Records taken from a collection:
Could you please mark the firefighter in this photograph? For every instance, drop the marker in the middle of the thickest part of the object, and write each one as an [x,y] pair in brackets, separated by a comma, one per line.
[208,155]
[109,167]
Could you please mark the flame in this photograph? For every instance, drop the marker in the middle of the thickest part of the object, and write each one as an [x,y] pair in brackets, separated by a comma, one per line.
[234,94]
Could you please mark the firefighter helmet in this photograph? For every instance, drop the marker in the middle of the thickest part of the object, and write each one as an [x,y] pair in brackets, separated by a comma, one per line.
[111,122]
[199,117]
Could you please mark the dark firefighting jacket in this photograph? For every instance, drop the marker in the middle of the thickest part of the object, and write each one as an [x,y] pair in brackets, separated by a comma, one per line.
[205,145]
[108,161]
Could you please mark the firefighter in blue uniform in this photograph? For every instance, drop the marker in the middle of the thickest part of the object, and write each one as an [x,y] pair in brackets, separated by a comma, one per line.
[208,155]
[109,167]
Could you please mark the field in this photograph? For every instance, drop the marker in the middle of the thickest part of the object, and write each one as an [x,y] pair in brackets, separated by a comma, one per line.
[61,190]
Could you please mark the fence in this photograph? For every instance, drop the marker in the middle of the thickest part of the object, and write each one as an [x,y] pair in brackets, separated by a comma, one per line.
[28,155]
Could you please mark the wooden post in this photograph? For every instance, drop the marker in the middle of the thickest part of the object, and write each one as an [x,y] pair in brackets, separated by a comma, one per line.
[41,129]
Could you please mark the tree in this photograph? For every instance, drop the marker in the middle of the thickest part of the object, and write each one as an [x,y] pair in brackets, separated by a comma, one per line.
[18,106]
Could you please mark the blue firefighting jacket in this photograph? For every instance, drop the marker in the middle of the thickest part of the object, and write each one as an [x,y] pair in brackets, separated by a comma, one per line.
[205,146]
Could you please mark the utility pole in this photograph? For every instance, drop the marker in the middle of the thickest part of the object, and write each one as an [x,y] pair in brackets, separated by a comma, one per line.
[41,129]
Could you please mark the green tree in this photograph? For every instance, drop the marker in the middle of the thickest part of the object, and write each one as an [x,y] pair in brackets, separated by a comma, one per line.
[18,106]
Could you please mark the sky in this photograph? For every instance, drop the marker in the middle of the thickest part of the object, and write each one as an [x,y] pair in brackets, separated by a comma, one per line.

§ What the exercise asks: Repeat the listing above word for word, keeping every line.

§ Response to the task:
Could you please mark the firefighter in this photograph? For every instance, drop the marker in the middle of the thickest part of the object, and write each one as an [x,y] pair in brackets, separated by a comma, one per line.
[208,155]
[109,167]
Could you please mark the flame in this photograph? For every instance, drop the marker in the middle of the thickest part of the object, and write each one as an [x,y] pair in brackets, separated by a comma, one per line.
[234,94]
Could you please mark the firefighter helmet in this photograph? For every instance, drop the marker in the middle of the thickest part of the object, and write each one as an [x,y] pair in brackets, separated by a comma, one per line.
[111,122]
[199,117]
Could you please mark the dark firefighting jacket in this photograph? For every instance, drop the marker in the middle of the thickest part of the object, and write each one as an [x,y] pair in brackets, separated by a comma, one per line.
[205,145]
[108,161]
Could you please mark the firefighter in blue uniform in this photograph? For every instance, drop the marker in the middle of the thickest part of the object, and write each one as an [x,y] pair in brackets, separated by a comma, one per line.
[208,155]
[109,167]
Could you please mark the field in this photograph? For every instance, drop the marker in the middle of the thickest part of the object, and write each one as an [x,y] pair in brackets, separated by a comma, one per line.
[61,190]
Could you please mark the fence in this photograph? For every instance, drop the marker in the middle of the thickest part of the object, and write each one as an [x,y] pair in brackets, separated by a comma, one per line.
[28,155]
Could you please mark the wooden post in this photograph? For every instance, drop the marker in the middle of the thickest part of the object, and write each one as an [x,y] pair in brackets, separated by a comma, one per line.
[41,129]
Could you please mark the tree in this photograph? For every instance, drop the marker in the middle of the thickest part of the object, and write each one as an [x,y] pair in brackets, separated by a comma, one per line.
[18,106]
Could you please mark the blue firefighting jacket in this photograph? For every instance, drop the marker in the middle of the thickest part of the object, and write each one as an [x,y] pair in brackets, separated by a comma, one per line.
[205,146]
Could you please mark the utility pole in this photograph? For every instance, drop the marker in the middle of the thickest part of the object, and write each one as an [x,y] pair in brackets, separated by a comma, one per line.
[41,129]
Could you please mark the green tree in this photograph? For every instance, drop the marker in the middle of the thickest part of the object, and write each one as an [x,y] pair in brackets, separated by a comma, one per line.
[18,106]
Could you please mark the sky in this photograph? For every instance, drop the marker in the middle of the thickest part of the object, and write each one as an [x,y] pair in brackets, separated by a comma, one per line.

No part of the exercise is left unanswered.